A block of data:
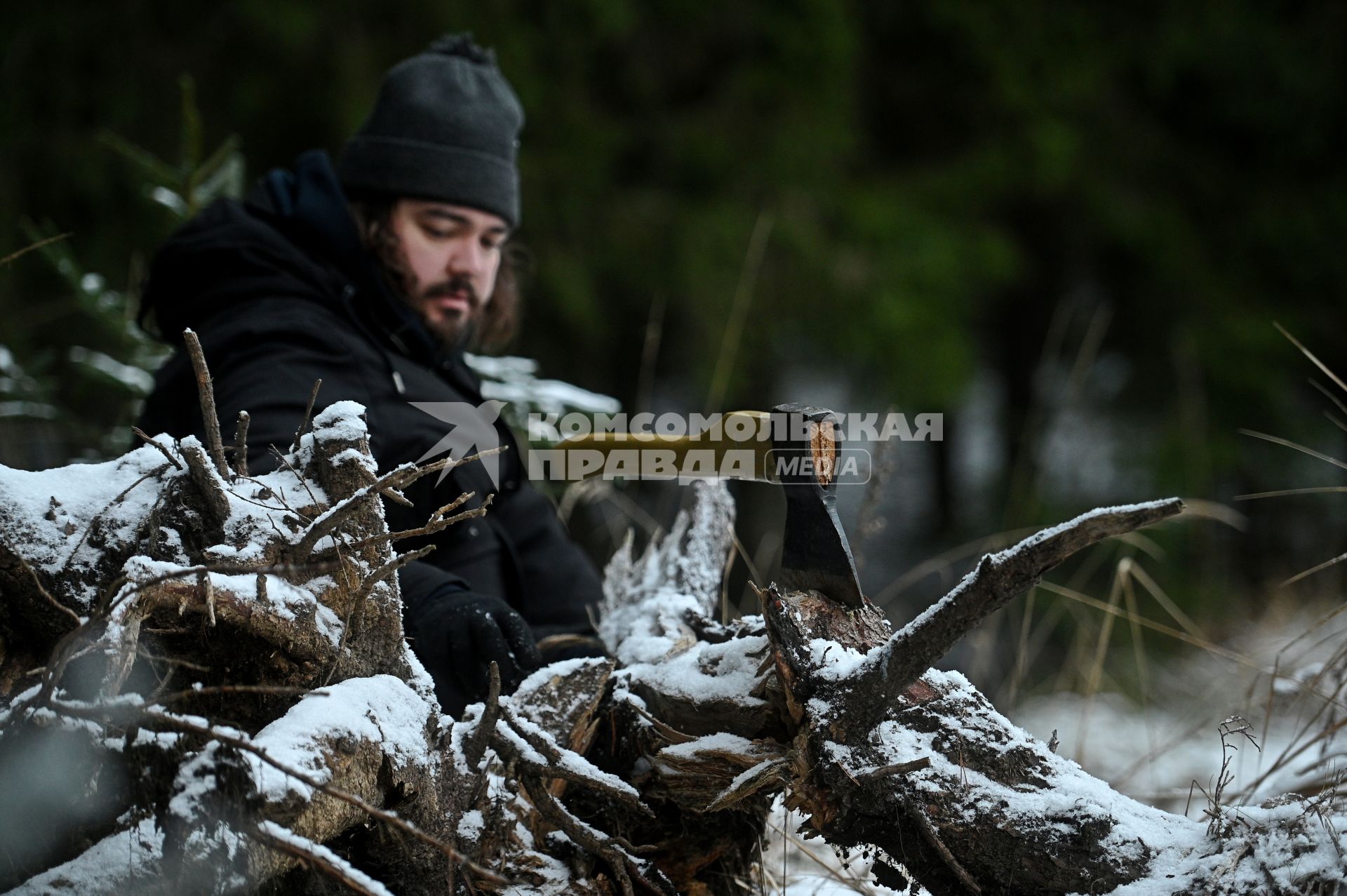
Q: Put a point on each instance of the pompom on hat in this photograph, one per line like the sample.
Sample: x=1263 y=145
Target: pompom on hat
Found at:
x=445 y=127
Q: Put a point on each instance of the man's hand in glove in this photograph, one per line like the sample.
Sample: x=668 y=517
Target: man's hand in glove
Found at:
x=457 y=635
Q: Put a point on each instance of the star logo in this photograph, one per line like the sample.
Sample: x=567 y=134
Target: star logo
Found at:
x=471 y=429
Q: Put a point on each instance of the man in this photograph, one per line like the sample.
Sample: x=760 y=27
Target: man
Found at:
x=375 y=276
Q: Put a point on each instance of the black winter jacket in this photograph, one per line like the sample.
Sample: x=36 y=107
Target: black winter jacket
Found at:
x=282 y=293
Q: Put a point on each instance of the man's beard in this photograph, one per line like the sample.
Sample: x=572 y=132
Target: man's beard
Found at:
x=450 y=330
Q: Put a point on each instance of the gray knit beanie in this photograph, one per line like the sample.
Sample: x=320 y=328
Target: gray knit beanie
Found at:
x=445 y=127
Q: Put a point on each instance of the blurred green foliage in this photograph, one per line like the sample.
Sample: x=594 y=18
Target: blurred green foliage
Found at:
x=1092 y=212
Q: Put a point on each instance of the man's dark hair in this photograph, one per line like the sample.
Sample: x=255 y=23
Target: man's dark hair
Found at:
x=500 y=316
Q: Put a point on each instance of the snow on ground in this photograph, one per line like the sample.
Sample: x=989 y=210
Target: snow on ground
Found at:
x=1156 y=749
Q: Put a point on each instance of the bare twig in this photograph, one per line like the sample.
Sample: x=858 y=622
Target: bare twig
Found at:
x=143 y=437
x=241 y=443
x=43 y=591
x=395 y=479
x=212 y=490
x=309 y=413
x=997 y=580
x=206 y=395
x=229 y=739
x=928 y=833
x=476 y=747
x=437 y=523
x=388 y=569
x=309 y=853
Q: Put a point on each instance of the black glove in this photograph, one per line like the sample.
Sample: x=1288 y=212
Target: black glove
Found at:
x=457 y=635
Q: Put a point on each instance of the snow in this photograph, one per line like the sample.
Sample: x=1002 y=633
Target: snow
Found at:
x=127 y=860
x=514 y=380
x=471 y=824
x=342 y=421
x=718 y=743
x=282 y=599
x=380 y=709
x=55 y=507
x=572 y=761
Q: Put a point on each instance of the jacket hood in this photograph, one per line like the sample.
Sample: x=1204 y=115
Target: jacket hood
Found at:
x=294 y=236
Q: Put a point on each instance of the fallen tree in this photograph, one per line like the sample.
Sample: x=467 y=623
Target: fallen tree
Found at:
x=222 y=657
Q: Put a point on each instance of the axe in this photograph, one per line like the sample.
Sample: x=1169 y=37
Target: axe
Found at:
x=800 y=456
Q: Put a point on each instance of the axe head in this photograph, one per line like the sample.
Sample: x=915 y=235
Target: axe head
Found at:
x=814 y=551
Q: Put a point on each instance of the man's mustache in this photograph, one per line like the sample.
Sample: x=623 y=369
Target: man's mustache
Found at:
x=455 y=286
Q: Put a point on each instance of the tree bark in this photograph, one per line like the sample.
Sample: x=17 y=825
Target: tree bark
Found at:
x=229 y=653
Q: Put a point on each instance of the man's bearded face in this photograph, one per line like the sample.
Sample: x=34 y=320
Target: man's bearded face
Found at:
x=449 y=256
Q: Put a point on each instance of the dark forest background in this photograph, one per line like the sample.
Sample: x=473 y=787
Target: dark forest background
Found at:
x=1070 y=228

*Instructions to follow:* Can you write out everything from the line containing "Q: Put a point on each instance of the dark" down to the end of the material, requests included, with each x and y coordinate in the answers multiplied by 1.35 and rounded to a whole number (halves rounding up), and the sample values left unchanged?

*Answer:*
Q: Put a point on each instance of the dark forest background in this photograph, one per line like the sample.
Sample: x=473 y=787
Target: dark forest background
Found at:
x=1445 y=308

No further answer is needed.